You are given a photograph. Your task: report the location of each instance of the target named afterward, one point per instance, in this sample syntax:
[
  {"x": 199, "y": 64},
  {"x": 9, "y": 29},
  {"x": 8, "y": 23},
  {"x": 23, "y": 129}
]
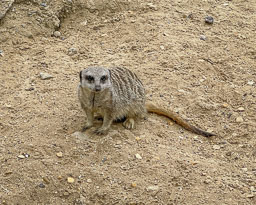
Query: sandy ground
[{"x": 204, "y": 72}]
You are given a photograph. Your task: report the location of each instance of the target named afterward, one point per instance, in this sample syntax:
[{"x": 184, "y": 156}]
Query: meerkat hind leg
[{"x": 129, "y": 123}]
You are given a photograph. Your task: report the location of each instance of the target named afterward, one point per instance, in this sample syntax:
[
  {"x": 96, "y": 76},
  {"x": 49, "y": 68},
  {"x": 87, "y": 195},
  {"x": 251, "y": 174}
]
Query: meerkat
[{"x": 118, "y": 93}]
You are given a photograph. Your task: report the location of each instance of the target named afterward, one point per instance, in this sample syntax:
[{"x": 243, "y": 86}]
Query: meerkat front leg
[
  {"x": 107, "y": 121},
  {"x": 89, "y": 123}
]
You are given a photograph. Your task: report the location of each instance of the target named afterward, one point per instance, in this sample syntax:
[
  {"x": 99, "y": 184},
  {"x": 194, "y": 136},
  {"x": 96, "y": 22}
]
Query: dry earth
[{"x": 205, "y": 72}]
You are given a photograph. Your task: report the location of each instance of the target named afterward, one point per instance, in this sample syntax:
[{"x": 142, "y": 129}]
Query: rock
[
  {"x": 241, "y": 109},
  {"x": 152, "y": 188},
  {"x": 59, "y": 154},
  {"x": 138, "y": 156},
  {"x": 239, "y": 119},
  {"x": 1, "y": 53},
  {"x": 21, "y": 156},
  {"x": 4, "y": 7},
  {"x": 209, "y": 20},
  {"x": 45, "y": 76},
  {"x": 244, "y": 169},
  {"x": 216, "y": 147},
  {"x": 225, "y": 105},
  {"x": 70, "y": 180},
  {"x": 250, "y": 82},
  {"x": 41, "y": 185},
  {"x": 72, "y": 51},
  {"x": 202, "y": 37},
  {"x": 57, "y": 34},
  {"x": 152, "y": 6}
]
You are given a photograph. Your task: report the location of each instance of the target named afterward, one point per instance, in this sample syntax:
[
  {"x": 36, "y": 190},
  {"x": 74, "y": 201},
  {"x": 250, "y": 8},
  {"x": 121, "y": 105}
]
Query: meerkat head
[{"x": 95, "y": 78}]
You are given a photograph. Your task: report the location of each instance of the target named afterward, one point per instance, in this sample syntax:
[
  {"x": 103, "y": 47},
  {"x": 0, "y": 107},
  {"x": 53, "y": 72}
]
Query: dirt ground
[{"x": 204, "y": 72}]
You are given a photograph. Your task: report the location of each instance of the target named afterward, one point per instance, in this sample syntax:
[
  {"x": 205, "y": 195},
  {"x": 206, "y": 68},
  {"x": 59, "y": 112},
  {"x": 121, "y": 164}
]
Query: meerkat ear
[{"x": 80, "y": 75}]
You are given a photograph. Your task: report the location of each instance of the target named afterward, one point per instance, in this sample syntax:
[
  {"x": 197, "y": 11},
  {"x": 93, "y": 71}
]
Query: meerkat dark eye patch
[
  {"x": 89, "y": 78},
  {"x": 103, "y": 78}
]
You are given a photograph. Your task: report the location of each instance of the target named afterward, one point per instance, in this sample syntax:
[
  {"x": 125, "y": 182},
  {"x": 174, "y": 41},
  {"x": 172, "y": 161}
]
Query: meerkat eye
[
  {"x": 104, "y": 78},
  {"x": 89, "y": 78}
]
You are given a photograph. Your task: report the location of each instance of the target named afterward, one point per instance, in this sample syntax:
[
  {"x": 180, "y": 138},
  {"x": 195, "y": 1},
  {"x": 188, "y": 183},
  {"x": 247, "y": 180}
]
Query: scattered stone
[
  {"x": 1, "y": 53},
  {"x": 202, "y": 37},
  {"x": 239, "y": 119},
  {"x": 209, "y": 20},
  {"x": 59, "y": 154},
  {"x": 5, "y": 6},
  {"x": 250, "y": 195},
  {"x": 225, "y": 105},
  {"x": 29, "y": 88},
  {"x": 245, "y": 169},
  {"x": 152, "y": 188},
  {"x": 137, "y": 138},
  {"x": 151, "y": 6},
  {"x": 84, "y": 23},
  {"x": 250, "y": 82},
  {"x": 57, "y": 34},
  {"x": 70, "y": 180},
  {"x": 216, "y": 147},
  {"x": 241, "y": 109},
  {"x": 43, "y": 4},
  {"x": 72, "y": 51},
  {"x": 45, "y": 76},
  {"x": 41, "y": 185},
  {"x": 207, "y": 181},
  {"x": 21, "y": 156},
  {"x": 46, "y": 180},
  {"x": 138, "y": 156}
]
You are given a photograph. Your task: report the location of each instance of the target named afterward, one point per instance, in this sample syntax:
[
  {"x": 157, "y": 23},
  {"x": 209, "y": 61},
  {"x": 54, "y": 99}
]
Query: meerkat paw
[
  {"x": 101, "y": 131},
  {"x": 129, "y": 123}
]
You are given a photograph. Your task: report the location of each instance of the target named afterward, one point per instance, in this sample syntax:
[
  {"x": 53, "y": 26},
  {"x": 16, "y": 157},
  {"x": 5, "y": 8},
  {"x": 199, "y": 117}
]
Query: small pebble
[
  {"x": 59, "y": 154},
  {"x": 209, "y": 20},
  {"x": 202, "y": 37},
  {"x": 216, "y": 147},
  {"x": 241, "y": 109},
  {"x": 138, "y": 156},
  {"x": 225, "y": 105},
  {"x": 245, "y": 169},
  {"x": 152, "y": 188},
  {"x": 70, "y": 180},
  {"x": 1, "y": 53},
  {"x": 57, "y": 34},
  {"x": 137, "y": 138},
  {"x": 72, "y": 51},
  {"x": 41, "y": 185},
  {"x": 21, "y": 156},
  {"x": 45, "y": 76},
  {"x": 251, "y": 82},
  {"x": 239, "y": 119}
]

★ ★ ★ ★ ★ ★ ★

▶ WHAT IS BEING ASKED: The answer must be an exact restatement of all the records, with no pictures included.

▶ EXERCISE SOLUTION:
You are given a photograph. Your task: report the location of each instance of the target named afterward, one point per instance, in this sample syntax:
[
  {"x": 199, "y": 64},
  {"x": 9, "y": 29},
  {"x": 8, "y": 23},
  {"x": 23, "y": 129}
]
Query: sandy ground
[{"x": 204, "y": 72}]
You are given a photograph. Your task: report the location of each instance of the target named afterward, one point per instance, in this sample syntax:
[{"x": 184, "y": 156}]
Query: meerkat hind leg
[{"x": 129, "y": 123}]
You are given a photograph. Your task: report the location of each instance of the target named afterward, one point per instance, in this sample syntax:
[
  {"x": 96, "y": 76},
  {"x": 49, "y": 68},
  {"x": 87, "y": 195},
  {"x": 251, "y": 174}
]
Query: meerkat
[{"x": 118, "y": 93}]
You are given a photograph. Your task: report the location of each instance of the target named afterward, one point per instance, in this sample syntax:
[{"x": 243, "y": 86}]
Query: meerkat front leg
[
  {"x": 107, "y": 121},
  {"x": 89, "y": 123}
]
You are given a photograph. Your task: report the location of each instance of the target named afterward, one point per instance, in this sample syntax:
[
  {"x": 99, "y": 184},
  {"x": 194, "y": 136},
  {"x": 96, "y": 22}
]
Query: dry earth
[{"x": 205, "y": 72}]
You are given a photograph. Your task: report the location of each instance of the target named afterward, one point per instance, in this sample syntax:
[{"x": 142, "y": 129}]
Query: rock
[
  {"x": 241, "y": 109},
  {"x": 152, "y": 188},
  {"x": 59, "y": 154},
  {"x": 138, "y": 156},
  {"x": 239, "y": 119},
  {"x": 1, "y": 53},
  {"x": 21, "y": 156},
  {"x": 4, "y": 7},
  {"x": 209, "y": 20},
  {"x": 45, "y": 76},
  {"x": 244, "y": 169},
  {"x": 216, "y": 147},
  {"x": 225, "y": 105},
  {"x": 70, "y": 180},
  {"x": 250, "y": 82},
  {"x": 41, "y": 185},
  {"x": 72, "y": 51},
  {"x": 202, "y": 37},
  {"x": 57, "y": 34},
  {"x": 152, "y": 6}
]
You are given a photograph. Your task: report the location of each instance of the target named afterward, one point per instance, in this sample syntax:
[
  {"x": 36, "y": 190},
  {"x": 74, "y": 201},
  {"x": 250, "y": 8},
  {"x": 121, "y": 105}
]
Query: meerkat head
[{"x": 95, "y": 78}]
You are given a photograph. Your task: report the location of each instance of the target named afterward, one point per instance, in this sample syntax:
[
  {"x": 103, "y": 47},
  {"x": 0, "y": 107},
  {"x": 53, "y": 72}
]
Query: dirt ground
[{"x": 204, "y": 72}]
You are given a photograph. Your task: report the location of each instance of the target named afterward, one point per instance, in this sample syntax:
[
  {"x": 205, "y": 195},
  {"x": 206, "y": 68},
  {"x": 59, "y": 112},
  {"x": 121, "y": 164}
]
Query: meerkat ear
[{"x": 80, "y": 75}]
You are given a photograph. Your task: report the location of each instance of the target named afterward, one point per instance, in this sample syntax:
[
  {"x": 197, "y": 11},
  {"x": 93, "y": 71}
]
Query: meerkat dark eye patch
[
  {"x": 89, "y": 78},
  {"x": 103, "y": 78}
]
You are given a photograph. Your task: report the location of each instance of the target named afterward, one point per instance, in this sample syntax:
[
  {"x": 125, "y": 182},
  {"x": 174, "y": 41},
  {"x": 172, "y": 161}
]
Query: meerkat eye
[
  {"x": 104, "y": 78},
  {"x": 89, "y": 78}
]
You are given a photograph. Your task: report the location of each instance of the target named afterward, one point per instance, in this sample syntax:
[
  {"x": 180, "y": 138},
  {"x": 195, "y": 1},
  {"x": 188, "y": 183},
  {"x": 247, "y": 180}
]
Query: scattered stone
[
  {"x": 1, "y": 53},
  {"x": 202, "y": 37},
  {"x": 239, "y": 119},
  {"x": 209, "y": 20},
  {"x": 59, "y": 154},
  {"x": 5, "y": 6},
  {"x": 250, "y": 195},
  {"x": 225, "y": 105},
  {"x": 29, "y": 88},
  {"x": 245, "y": 169},
  {"x": 152, "y": 188},
  {"x": 137, "y": 138},
  {"x": 151, "y": 6},
  {"x": 84, "y": 23},
  {"x": 250, "y": 82},
  {"x": 57, "y": 34},
  {"x": 70, "y": 180},
  {"x": 216, "y": 147},
  {"x": 241, "y": 109},
  {"x": 43, "y": 4},
  {"x": 72, "y": 51},
  {"x": 45, "y": 76},
  {"x": 41, "y": 185},
  {"x": 207, "y": 181},
  {"x": 21, "y": 156},
  {"x": 46, "y": 180},
  {"x": 138, "y": 156}
]
You are given a photograph. Your task: report the location of each instance of the target named afterward, one point per instance, in this sample syntax:
[
  {"x": 157, "y": 23},
  {"x": 209, "y": 61},
  {"x": 54, "y": 99}
]
Query: meerkat paw
[
  {"x": 101, "y": 131},
  {"x": 129, "y": 123}
]
You are given a photograph. Your task: report the location of each instance of the target named afterward, one point per instance, in this sample syntax:
[
  {"x": 53, "y": 26},
  {"x": 16, "y": 157},
  {"x": 5, "y": 8},
  {"x": 199, "y": 117}
]
Query: small pebble
[
  {"x": 59, "y": 154},
  {"x": 209, "y": 20},
  {"x": 202, "y": 37},
  {"x": 216, "y": 147},
  {"x": 241, "y": 109},
  {"x": 138, "y": 156},
  {"x": 225, "y": 105},
  {"x": 245, "y": 169},
  {"x": 152, "y": 188},
  {"x": 70, "y": 180},
  {"x": 1, "y": 53},
  {"x": 57, "y": 34},
  {"x": 137, "y": 138},
  {"x": 72, "y": 51},
  {"x": 41, "y": 185},
  {"x": 21, "y": 156},
  {"x": 45, "y": 76},
  {"x": 251, "y": 82},
  {"x": 239, "y": 119}
]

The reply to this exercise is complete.